→ Ziel der Aufgabe:
Führe den Text über die Revision des Klägers im Leasingfall im gleichen Stil nach seinem letzten Satz weiter.

→ Zu lesender Auszug:

----------------------------------------

Die Revision des Klägers, mit der er in erster Linie geltend machte, das Berufungsgericht habe den während der Leasingzeit erlangten Nutzungsvorteil zu hoch bewertet, war dagegen unbegründet. Die Annahme des Berufungsgerichts, ein Anspruch des Klägers auf Erstattung der Leasingraten bestehe nicht, weil der Wert der während der Leasingzeit erlangten Nutzungsvorteile der Höhe nach den Leasingzahlungen entspreche, ließ – eine Haftung der Beklagten dem Grunde nach unterstellt – keine Rechtsfehler erkennen. Aus den berufungsgerichtlichen Feststellungen ergaben sich keine Anhaltspunkte, dass bereits bei Abschluss des Leasingvertrags ein späterer Erwerb des Fahrzeugeigentums durch den Kläger vereinbart worden wäre. Jedenfalls vor diesem Hintergrund war die Annahme des Berufungsgerichts, der Kläger habe mit dem Abschluss des Leasingvertrags eine vom Kauf grundverschiedene Investitionsentscheidung getroffen, die es rechtfertige, den anzurechnenden Nutzungsvorteil anders als beim Kauf zu bestimmen, nicht zu beanstanden.

----------------------------------------

→ Vorgegebene Zeilen:

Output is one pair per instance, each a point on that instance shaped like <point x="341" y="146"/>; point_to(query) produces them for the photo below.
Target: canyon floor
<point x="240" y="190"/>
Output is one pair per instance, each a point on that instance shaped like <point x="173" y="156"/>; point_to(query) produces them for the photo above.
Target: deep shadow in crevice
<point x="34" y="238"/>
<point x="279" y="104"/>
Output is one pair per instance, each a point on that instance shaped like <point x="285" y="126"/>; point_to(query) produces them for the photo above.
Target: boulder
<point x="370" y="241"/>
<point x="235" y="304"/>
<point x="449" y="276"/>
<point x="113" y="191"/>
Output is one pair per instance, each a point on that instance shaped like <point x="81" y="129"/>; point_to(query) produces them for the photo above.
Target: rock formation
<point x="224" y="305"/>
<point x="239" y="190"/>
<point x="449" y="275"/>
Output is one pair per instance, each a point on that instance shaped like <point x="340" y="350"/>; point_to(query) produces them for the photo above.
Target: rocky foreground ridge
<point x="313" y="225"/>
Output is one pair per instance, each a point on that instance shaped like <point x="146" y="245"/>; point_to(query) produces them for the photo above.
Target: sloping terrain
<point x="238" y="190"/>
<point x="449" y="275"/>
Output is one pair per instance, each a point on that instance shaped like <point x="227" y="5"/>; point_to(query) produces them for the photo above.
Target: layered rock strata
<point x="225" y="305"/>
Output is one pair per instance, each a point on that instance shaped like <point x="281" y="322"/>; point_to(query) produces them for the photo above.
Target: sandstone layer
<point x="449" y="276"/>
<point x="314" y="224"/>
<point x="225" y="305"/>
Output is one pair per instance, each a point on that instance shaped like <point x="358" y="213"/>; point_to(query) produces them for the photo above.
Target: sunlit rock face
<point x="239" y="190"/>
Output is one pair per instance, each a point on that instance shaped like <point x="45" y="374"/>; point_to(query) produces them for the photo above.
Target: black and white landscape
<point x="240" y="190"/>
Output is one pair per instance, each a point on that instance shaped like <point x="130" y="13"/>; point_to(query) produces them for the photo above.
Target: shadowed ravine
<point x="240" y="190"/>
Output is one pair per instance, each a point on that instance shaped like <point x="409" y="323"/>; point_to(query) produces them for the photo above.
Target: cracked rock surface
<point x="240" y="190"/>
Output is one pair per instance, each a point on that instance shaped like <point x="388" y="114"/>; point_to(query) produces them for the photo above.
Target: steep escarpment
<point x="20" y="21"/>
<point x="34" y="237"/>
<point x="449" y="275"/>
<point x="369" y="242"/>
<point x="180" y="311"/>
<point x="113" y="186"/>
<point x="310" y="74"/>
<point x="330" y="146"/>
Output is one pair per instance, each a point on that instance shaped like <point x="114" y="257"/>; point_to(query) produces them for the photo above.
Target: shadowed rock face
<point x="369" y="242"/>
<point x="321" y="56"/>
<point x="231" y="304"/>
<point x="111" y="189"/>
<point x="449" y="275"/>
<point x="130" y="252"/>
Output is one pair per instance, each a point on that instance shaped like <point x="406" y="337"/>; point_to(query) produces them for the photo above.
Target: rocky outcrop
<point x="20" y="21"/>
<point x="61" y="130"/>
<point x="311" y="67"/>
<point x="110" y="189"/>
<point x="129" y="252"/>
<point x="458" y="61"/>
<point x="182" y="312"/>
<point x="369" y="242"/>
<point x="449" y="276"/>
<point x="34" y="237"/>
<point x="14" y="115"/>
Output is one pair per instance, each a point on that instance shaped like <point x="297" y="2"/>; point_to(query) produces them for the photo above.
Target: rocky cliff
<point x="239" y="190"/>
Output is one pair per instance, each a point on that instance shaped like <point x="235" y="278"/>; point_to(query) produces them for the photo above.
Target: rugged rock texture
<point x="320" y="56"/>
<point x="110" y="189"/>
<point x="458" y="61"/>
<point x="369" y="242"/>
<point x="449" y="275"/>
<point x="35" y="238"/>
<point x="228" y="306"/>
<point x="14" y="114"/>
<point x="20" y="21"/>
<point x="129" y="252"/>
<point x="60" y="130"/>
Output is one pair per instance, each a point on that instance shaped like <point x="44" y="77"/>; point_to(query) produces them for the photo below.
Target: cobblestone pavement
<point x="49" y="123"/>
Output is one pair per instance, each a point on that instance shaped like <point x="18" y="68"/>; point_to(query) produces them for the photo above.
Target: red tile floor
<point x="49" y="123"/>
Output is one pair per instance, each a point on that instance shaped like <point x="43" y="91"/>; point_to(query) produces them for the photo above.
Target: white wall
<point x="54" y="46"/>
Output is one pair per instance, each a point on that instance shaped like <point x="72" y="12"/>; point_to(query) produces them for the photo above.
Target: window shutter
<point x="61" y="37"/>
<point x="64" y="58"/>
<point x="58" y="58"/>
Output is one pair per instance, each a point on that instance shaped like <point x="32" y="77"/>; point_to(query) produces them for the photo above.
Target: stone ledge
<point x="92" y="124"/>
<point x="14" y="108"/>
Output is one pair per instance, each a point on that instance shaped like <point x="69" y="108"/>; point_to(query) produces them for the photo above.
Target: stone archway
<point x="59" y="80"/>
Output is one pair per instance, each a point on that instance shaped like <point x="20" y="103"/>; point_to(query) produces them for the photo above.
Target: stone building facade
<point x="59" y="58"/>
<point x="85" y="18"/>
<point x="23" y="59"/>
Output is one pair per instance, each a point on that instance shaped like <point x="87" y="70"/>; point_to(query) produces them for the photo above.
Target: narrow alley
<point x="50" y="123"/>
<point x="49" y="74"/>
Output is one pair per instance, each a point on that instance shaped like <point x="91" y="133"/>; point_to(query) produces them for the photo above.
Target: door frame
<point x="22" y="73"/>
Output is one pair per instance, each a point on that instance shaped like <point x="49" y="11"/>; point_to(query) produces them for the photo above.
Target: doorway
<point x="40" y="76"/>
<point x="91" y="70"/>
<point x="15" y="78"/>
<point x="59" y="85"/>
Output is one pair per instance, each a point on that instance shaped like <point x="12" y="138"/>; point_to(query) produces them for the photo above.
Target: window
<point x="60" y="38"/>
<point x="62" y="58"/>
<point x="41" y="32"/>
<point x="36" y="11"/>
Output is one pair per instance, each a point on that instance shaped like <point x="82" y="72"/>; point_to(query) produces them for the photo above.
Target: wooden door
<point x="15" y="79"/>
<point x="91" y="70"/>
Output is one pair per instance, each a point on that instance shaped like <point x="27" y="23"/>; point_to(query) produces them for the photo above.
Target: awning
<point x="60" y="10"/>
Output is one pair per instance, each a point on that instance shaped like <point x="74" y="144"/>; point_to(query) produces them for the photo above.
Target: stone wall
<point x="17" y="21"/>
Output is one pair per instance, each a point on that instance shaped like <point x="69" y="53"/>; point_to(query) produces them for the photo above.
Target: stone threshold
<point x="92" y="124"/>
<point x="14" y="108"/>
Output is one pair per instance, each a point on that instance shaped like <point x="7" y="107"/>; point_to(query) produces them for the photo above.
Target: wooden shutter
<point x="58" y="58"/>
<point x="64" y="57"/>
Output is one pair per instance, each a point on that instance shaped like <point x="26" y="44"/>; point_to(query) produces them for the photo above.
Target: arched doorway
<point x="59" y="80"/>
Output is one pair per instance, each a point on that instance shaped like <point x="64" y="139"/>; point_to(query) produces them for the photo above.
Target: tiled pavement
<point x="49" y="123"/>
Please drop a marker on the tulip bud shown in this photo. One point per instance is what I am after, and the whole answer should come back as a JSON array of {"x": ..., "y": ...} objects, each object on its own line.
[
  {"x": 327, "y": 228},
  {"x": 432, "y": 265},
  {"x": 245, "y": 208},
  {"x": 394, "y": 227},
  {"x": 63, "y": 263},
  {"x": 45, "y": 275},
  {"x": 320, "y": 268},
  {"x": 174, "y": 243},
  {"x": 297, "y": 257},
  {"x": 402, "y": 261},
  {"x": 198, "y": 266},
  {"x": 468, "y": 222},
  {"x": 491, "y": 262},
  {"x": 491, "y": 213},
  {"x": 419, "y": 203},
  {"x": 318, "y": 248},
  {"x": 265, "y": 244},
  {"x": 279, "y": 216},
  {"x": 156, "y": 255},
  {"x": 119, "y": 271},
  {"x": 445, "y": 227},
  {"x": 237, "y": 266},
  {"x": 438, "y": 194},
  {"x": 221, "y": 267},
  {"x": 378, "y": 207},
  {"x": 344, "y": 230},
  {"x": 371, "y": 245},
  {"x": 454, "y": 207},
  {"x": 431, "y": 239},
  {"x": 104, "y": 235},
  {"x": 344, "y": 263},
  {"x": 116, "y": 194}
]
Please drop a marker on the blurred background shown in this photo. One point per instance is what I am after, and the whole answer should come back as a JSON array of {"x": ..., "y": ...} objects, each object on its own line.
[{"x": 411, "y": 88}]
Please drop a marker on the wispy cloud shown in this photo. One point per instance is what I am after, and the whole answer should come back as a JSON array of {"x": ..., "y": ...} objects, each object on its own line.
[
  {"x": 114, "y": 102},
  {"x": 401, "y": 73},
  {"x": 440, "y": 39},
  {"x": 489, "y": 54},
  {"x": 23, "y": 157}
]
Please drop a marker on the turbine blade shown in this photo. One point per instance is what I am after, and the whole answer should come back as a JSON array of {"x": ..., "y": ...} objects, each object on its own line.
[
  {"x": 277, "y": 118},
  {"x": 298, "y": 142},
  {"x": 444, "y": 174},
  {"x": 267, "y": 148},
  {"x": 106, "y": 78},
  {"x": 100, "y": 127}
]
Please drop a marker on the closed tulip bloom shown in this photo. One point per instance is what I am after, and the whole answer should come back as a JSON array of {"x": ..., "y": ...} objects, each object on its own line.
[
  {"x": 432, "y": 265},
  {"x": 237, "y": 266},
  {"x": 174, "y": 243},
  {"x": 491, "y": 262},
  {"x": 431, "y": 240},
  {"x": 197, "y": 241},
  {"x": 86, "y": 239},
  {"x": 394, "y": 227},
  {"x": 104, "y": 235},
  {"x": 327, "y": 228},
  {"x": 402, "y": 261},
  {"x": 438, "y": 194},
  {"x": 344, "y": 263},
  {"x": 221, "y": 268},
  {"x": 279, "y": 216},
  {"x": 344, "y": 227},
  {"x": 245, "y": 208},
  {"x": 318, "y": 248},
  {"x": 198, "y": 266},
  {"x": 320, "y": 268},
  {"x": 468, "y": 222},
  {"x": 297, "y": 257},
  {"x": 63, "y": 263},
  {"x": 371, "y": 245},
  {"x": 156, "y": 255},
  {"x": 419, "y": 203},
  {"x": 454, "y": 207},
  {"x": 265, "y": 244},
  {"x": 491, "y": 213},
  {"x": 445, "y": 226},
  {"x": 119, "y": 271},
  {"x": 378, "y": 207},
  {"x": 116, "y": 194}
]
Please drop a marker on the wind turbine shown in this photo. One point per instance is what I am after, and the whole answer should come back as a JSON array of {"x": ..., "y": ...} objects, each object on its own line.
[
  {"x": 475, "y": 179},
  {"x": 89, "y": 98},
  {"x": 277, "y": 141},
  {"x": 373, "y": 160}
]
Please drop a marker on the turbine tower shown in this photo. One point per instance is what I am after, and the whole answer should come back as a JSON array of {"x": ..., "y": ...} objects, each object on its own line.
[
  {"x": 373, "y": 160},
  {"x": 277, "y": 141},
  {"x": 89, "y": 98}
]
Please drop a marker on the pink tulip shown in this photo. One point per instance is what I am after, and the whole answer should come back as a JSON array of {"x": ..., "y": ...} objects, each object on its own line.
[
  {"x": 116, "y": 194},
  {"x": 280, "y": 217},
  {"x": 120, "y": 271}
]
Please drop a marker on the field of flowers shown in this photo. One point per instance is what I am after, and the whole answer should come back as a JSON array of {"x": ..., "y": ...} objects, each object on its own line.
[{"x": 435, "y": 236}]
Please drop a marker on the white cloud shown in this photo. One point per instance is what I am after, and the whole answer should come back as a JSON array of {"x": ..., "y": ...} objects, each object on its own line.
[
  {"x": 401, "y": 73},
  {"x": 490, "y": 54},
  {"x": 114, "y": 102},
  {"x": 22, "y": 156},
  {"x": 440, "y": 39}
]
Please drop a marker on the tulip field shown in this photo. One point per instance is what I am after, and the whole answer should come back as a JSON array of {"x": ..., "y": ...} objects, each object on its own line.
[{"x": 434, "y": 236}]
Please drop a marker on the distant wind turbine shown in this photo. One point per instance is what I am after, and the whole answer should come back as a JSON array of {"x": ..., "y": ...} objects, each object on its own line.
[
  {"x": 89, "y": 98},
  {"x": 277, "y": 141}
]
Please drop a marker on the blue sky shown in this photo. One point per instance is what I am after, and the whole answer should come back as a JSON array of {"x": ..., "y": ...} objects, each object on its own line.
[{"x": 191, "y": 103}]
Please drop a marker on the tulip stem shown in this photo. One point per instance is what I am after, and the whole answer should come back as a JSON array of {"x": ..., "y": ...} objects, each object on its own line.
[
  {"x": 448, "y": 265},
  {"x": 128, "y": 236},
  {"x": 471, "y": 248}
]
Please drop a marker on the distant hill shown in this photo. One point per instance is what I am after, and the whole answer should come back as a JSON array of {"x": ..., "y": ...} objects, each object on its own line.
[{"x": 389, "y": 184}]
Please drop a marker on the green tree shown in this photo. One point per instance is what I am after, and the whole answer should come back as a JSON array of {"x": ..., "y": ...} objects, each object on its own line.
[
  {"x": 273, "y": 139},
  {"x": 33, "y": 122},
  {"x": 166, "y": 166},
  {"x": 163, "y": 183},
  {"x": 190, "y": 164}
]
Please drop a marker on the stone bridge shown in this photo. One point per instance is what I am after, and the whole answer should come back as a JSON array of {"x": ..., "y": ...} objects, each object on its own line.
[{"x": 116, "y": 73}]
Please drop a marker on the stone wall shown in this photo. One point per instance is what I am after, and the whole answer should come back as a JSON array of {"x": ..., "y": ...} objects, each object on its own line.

----------------------------------------

→ Erwartete Antwort:
Nach der in der obergerichtlichen Rechtsprechung vorherrschenden Auffassung entspricht im Rahmen der deliktischen Vorteilsausgleichung der Wert der während der Leasingzeit erlangten Nutzungsvorteile eines Kraftfahrzeugs der Höhe nach den vertraglich vereinbarten Leasingzahlungen. Dieser Ansicht gebührt der Vorzug vor der Gegenmeinung, die auch beim Leasing die Nutzungsvorteile im Rahmen des Vorteilsausgleichs nach der für den Fahrzeugkauf anerkannten Berechnungsformel (Fahrzeugpreis mal Fahrstrecke geteilt durch Laufleistungserwartung) vornehmen möchte. Ob eine andere Betrachtung dann geboten ist, wenn aufgrund der Vertragsgestaltung von vornherein feststeht, dass der Leasingnehmer das Fahrzeug nach Ablauf der Leasingzeit übernimmt, konnte hier dahinstehen.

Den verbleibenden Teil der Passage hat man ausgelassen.